TEXT TO READ.
---*---

Real “kick-ass” women: II. Mary Lacy (1740 – 1795), female shipwright

Let’s imagine for a moment I’d leave captains and lieutenants aside and would write a book about strong seafaring women in the 18th century. Considering my dislike for pirates, I’d probably go for the “woman aboard a ship disguised as a man” option.

A young lady in breeches? Aboard a ship? Drama! Just imagine the fear of being found out! How to hide? Whom to bribe? Would there be romance? Imagine the possibilities!

Hands up: who would immediately think of “self-insert” and “Mary-Sue” upon reading that plot summary? Yes, I thought so. No, I won’t write such a book, but I don’t have to, anyway – it’s already been written.. And you know what the best bit about it is?

That story is actually true!

THE FEMALE SHIPWRIGHT
by Mary Lacy



National Maritime Museum
Hardcover
144 pages
ISBN: 9781906367015


Mary Lacy, born in 1740, left skirt and bonnet behind and slipped into breeches and waistcoat at the age of 19, called herself “William Chandler” (Chandler being her mother’s maiden name), became apprentice to a shipwright and went to sea aboard the Sandwich
.

What a great luck and blessing for us that Mary wrote the remarkable story of her life down and shared her experiences with future generations. Not only give her memoirs, brought to paper when she was 33 years old, a fascinating insight into the daily life aboard a ship, but also into the thinking of a woman in those days, her role in society and, through the eyes of a woman, the expectations and trials a young man would have faced. An excellent character study, challenging and inspiring to me both as a writer and a reader.

From our modern point of view, it seems unbelievable that a young woman could have lived among sailors for such a long time without being found out. But at the end of the day, Mary was a sailor, too. She didn’t pretend. When she was finally found out, it was through betrayal by another woman, a “false friend”, and surprisingly enough, the men who were informed about the “lady in disguise” did – nothing. There were no consequences. It was merely noted, and that was it. And when Mary Lacy retired, she was granted an annual pension for “Superannuated Shipwrights” of £ 20 per year by the Admiralty, despite giving her real name in the papers! There are reports of women disguised as men who were punished and had to face harsh consequences for their actions. The fact that this was not true in Mary Lacy’s case is interesting – maybe because her case wasn’t that unique after all…?

Mary mentions many “romances” in her memoirs. From the distance of over 250 years, it’s difficult to tell how much of her flirting was to add credibility to her portrayal as a young man, and how much was romantic interest in her own gender. Margarette Lincoln, Deputy Director of the National Maritime Museum who wrote the introduction to the small book, doesn’t rule out that possibility. Judging by the facts at hand, it seem perfectly plausible to me that Mary Lacy was interested in both genders; after all she claimed an unhappy love affair with a young man as one of the reasons why she ran away from home (beside being a real wild child). Later in her life, she called herself “Mary Slade”, claiming that she had married some Mr. Slade – however, no proof of marriage can be found, but she did live for with one Elizabeth Slade until that woman’s death.

Mary Lacy lived a hard life, had to do heaviest manual work, was beaten by her master, went without food at times and without shoes in winter, survived the harshest conditions both ashore and at sea, and all this under the constant pressure and fear that she might be found out.

---*---

SUPPLIED INFORMATION.
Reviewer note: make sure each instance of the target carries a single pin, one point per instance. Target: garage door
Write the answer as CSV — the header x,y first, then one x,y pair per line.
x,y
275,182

---*---

TASKS FOR THIS EXERCISE.
[1] Answer these from the piece on Mary Lacy:
(a) What name did she use when she put on breeches and waistcoat?
(b) How old was she when her memoirs were written down?
(c) How much was the annual pension the Admiralty granted her?
[2] Please explain, in one to three sentences, why Mary Lacy ran away from home, according to the piece on Mary Lacy.

CORRECT ANSWERS.
[1]
(a) William Chandler
(b) 33
(c) £20 per year

[2] She claimed an unhappy love affair with a young man as one of her reasons for leaving home. The piece adds that she was also a real wild child.